— START OF Supplied entries —
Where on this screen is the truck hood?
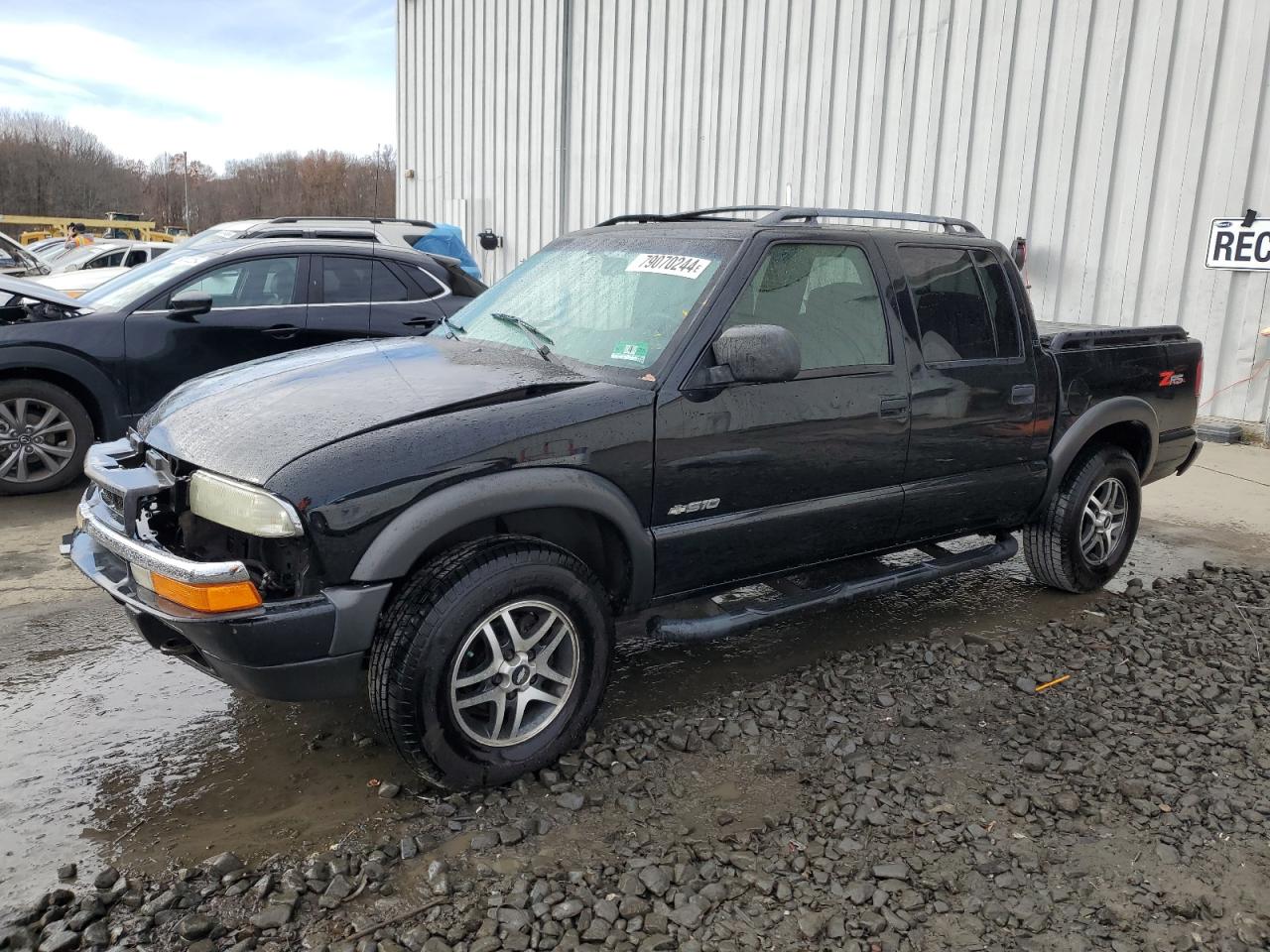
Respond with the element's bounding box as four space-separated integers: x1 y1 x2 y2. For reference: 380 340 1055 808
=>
137 335 591 485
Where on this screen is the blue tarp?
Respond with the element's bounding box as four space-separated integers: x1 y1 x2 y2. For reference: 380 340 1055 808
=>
414 225 480 281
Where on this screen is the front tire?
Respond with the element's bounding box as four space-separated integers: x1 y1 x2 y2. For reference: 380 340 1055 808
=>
1024 445 1142 591
0 380 92 495
368 536 613 789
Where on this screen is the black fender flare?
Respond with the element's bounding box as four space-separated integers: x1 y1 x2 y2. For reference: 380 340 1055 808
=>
0 345 126 439
353 466 653 606
1043 396 1160 504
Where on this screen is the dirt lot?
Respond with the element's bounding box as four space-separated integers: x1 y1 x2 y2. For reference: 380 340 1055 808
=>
0 447 1270 952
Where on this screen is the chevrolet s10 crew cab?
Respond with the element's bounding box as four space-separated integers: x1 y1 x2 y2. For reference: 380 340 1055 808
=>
64 207 1201 788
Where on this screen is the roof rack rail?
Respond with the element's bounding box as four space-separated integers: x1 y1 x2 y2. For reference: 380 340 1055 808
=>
595 204 781 228
759 208 983 237
595 204 983 237
269 214 437 228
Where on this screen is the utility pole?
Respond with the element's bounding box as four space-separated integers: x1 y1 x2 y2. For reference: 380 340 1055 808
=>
181 149 190 235
371 142 380 217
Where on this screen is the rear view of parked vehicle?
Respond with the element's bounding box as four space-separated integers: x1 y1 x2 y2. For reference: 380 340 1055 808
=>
38 239 176 274
64 208 1202 788
0 239 484 494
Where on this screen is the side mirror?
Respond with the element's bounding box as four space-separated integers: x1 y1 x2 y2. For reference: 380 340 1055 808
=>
168 291 212 321
710 323 803 384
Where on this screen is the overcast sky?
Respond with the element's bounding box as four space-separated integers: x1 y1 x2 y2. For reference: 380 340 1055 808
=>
0 0 396 171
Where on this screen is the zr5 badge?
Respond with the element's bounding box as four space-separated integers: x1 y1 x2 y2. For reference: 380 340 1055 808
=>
667 496 718 516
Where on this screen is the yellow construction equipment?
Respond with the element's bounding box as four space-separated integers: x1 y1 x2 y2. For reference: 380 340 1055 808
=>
0 212 185 245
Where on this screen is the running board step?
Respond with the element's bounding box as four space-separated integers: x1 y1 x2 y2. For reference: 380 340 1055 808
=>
648 536 1019 643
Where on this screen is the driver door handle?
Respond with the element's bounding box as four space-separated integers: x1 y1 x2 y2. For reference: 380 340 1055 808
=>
877 395 908 416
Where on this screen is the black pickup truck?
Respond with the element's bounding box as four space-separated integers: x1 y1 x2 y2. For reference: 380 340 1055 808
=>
64 207 1201 787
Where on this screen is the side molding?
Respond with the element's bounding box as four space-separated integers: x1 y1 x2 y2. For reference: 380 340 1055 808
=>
353 467 653 604
1043 396 1160 504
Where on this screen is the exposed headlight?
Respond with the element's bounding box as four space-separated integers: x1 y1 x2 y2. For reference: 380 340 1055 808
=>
190 470 304 538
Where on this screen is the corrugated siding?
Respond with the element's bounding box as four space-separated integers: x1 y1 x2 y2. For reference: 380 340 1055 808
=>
398 0 1270 420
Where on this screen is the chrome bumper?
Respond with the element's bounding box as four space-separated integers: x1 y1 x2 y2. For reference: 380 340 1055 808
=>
78 500 251 585
63 439 251 585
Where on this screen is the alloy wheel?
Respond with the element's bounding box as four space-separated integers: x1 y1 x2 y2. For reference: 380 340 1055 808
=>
1080 476 1129 565
449 600 579 748
0 398 75 482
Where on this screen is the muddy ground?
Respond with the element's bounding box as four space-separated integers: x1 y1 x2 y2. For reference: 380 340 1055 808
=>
0 448 1270 952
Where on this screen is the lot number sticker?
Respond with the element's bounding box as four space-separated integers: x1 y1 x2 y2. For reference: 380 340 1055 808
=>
626 255 710 278
608 340 648 363
1204 218 1270 272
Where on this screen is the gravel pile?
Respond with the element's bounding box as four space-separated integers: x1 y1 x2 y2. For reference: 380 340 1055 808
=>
0 566 1270 952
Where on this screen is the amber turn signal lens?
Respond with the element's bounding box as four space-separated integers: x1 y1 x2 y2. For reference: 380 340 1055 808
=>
150 572 260 612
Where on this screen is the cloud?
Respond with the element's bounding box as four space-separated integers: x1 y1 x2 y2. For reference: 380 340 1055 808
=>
0 12 396 169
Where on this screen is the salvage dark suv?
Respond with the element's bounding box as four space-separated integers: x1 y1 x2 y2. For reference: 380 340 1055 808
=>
64 208 1201 787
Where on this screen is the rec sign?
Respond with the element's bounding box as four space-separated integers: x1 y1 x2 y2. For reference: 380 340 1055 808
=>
1204 218 1270 272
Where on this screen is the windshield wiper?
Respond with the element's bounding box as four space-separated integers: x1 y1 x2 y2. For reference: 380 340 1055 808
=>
489 311 555 363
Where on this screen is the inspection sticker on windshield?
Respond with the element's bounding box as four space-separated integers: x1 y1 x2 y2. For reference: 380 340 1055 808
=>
608 340 648 363
626 255 710 278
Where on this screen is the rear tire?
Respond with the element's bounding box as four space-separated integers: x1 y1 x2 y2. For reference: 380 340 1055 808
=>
1024 447 1142 591
368 536 613 789
0 380 94 496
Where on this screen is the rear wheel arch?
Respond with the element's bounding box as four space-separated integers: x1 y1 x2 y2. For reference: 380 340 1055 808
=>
353 467 653 611
1042 396 1160 505
0 355 123 439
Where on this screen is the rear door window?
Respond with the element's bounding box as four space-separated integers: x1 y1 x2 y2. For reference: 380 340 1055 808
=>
974 250 1022 357
371 262 418 300
898 245 1020 363
321 255 372 304
173 258 300 307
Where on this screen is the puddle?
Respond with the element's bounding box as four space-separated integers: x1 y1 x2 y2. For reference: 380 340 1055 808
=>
0 525 1267 907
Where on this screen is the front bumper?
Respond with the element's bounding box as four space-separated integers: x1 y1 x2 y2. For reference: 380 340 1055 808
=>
63 441 390 701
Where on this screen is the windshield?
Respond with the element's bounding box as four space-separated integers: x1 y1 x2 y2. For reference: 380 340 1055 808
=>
181 218 266 249
80 249 219 311
448 232 738 376
58 242 127 272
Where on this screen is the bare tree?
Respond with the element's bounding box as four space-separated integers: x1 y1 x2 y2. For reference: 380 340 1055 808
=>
0 109 396 231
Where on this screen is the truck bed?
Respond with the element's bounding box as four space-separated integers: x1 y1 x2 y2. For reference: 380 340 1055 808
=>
1036 321 1188 353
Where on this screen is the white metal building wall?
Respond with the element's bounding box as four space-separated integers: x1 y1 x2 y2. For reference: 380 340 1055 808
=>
— END OF Supplied entries —
[Short task]
Write out exactly the lines of the entries above that run from the line containing "Where on this screen is the rear door window?" through the last line, including both.

[Expected answer]
Where on this screen is the rear door window?
Respond with the element's bounding box as four space-separated integers: x1 y1 x2 y2. For reference: 380 340 1055 808
=>
974 250 1022 357
371 262 418 300
898 245 1020 363
321 255 372 304
173 258 300 307
Where on this screen is the puddle?
Respond with the element's bounding box as four space-separated integers: x1 y1 x2 y2. For reference: 380 340 1055 808
=>
0 525 1267 907
Where on this screen is the front bumper?
Respond with the element's bounding box as four space-separated integers: x1 y1 x2 y2. For reference: 380 340 1055 808
=>
63 441 390 701
Where on this screen is the windshield?
Respond with the element's bounding box as four space-separated integers: x1 y1 x2 y2. For reference: 380 340 1055 808
=>
181 218 266 249
80 249 219 311
448 232 738 376
58 242 127 272
Where on this screen is the bare tree?
Respond with the element's bounding box as four space-separated integers: x1 y1 x2 y2. For reference: 380 340 1055 808
=>
0 109 396 231
Where on this screen is the truck bed?
Respond with the element's bounding box as four space-separated integers: x1 y1 x2 y2. For reference: 380 340 1055 808
=>
1036 321 1188 353
Where on this screen is the white metal building wall?
Respond with the element's bounding box as four space-separated integers: x1 y1 x2 y2. For reference: 380 340 1055 808
=>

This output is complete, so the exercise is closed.